● PROMPT: Record by record, give the entire listing again exactly.

- - -

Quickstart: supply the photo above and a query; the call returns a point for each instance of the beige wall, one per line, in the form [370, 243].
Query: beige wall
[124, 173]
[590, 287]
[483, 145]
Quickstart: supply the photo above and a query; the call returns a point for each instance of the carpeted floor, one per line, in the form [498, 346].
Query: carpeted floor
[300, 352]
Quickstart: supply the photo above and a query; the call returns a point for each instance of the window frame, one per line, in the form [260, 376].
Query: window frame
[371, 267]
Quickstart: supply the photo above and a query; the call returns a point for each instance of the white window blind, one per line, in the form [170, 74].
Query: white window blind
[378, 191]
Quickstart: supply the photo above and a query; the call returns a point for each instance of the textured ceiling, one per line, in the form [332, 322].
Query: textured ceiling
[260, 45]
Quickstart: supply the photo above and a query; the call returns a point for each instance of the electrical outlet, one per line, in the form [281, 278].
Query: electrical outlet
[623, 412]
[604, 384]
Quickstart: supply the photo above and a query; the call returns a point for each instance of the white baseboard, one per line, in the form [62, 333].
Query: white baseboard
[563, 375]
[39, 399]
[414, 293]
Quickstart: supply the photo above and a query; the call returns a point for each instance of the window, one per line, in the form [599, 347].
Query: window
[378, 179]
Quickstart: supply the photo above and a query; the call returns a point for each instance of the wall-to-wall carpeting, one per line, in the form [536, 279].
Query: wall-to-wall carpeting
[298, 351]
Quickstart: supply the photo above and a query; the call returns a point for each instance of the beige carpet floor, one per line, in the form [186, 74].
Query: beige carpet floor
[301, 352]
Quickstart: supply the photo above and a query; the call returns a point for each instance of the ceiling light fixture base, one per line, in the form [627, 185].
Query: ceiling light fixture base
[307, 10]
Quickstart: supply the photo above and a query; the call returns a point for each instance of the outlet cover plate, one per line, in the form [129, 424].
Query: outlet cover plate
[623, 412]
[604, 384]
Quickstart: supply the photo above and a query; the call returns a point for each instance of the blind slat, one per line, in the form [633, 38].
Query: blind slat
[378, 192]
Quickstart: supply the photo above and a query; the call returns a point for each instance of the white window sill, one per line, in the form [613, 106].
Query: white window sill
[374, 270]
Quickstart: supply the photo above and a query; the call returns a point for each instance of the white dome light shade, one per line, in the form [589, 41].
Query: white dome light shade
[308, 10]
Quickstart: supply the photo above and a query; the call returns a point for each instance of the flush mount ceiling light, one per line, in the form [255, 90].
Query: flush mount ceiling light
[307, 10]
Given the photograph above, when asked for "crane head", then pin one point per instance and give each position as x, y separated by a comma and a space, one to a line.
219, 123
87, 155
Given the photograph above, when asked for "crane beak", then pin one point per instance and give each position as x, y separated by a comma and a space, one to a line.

- - -

● THE COMPLETED TASK:
Quickstart: supply the photo above and a query; the call returns a point for each instance of the beige wall, one per line, in the form [370, 243].
Query: beige wall
[124, 173]
[590, 287]
[483, 145]
Quickstart: supply the photo above and a query; the call returns a point for each instance of the carpeted floor, one per line, in the form [498, 346].
Query: carpeted floor
[300, 352]
Quickstart: supply the photo above and a query; the call returns a point for each instance of the window frame, one per line, in the form [260, 376].
Query: window frame
[371, 267]
Quickstart: supply the photo above and a query; the call returns a point for each instance of the white window blind, one per line, in the form [170, 74].
Query: white window blind
[378, 191]
Quickstart: supply the photo above and a query; the call returns a point for each instance of the textured ceiling, one per line, in the form [332, 322].
Query: textured ceiling
[260, 45]
Quickstart: supply the photo above and a query; the call returns a point for each instance of the electrical outlet, one per line, in the form [281, 278].
Query: electrical outlet
[623, 412]
[604, 384]
Quickstart: supply the photo above and a query; the call returns a point for each instance of the white baseboard, one per line, in the form [62, 333].
Query: white baseboard
[563, 375]
[39, 399]
[414, 293]
Quickstart: supply the photo above and a query; the call returns a point for each instance of the window, one per line, in the form [599, 347].
Query: window
[378, 179]
Quickstart: supply the photo above and a query; the call returns a point for each instance of the wall-to-wall carpeting, one per line, in the form [536, 279].
Query: wall-to-wall carpeting
[298, 351]
Quickstart: supply the photo above and a query; the call returns a point for each instance of the beige carpet floor, one per line, in the form [186, 74].
Query: beige carpet floor
[301, 352]
Quickstart: supply the photo above and a query; the call returns a point for each instance of the ceiling light fixture base, one per line, in the form [627, 185].
Query: ceiling light fixture base
[307, 10]
Quickstart: supply the photo above and a query; the call returns a point for each instance of the outlet cover plate, one per line, in the form [129, 424].
Query: outlet cover plate
[623, 412]
[604, 384]
Quickstart: supply the photo above and a query; the call returns a point for each instance of the blind slat, one per line, in the form [633, 38].
Query: blind slat
[378, 192]
Quickstart: supply the photo above and a query; the call returns a point for each instance of the white window sill, one per line, in the form [613, 106].
Query: white window sill
[374, 270]
Quickstart: supply the photo above and a query; the call returns a point for each instance of the white dome light shade, one per line, in the form [589, 41].
Query: white dome light shade
[308, 10]
Quickstart: supply the photo above and a query; the call returns a point for each instance of the flush mount ceiling light, one per line, in the form [255, 90].
Query: flush mount ceiling light
[307, 10]
Given the photograph above, when asked for "crane head", then pin one point per instance and give each position as x, y separated by a comma and a space, one to a line.
219, 123
87, 155
Given the photograph above, when asked for "crane beak", then pin one point per instance and give each position as x, y separated by a comma and a space, one to a line.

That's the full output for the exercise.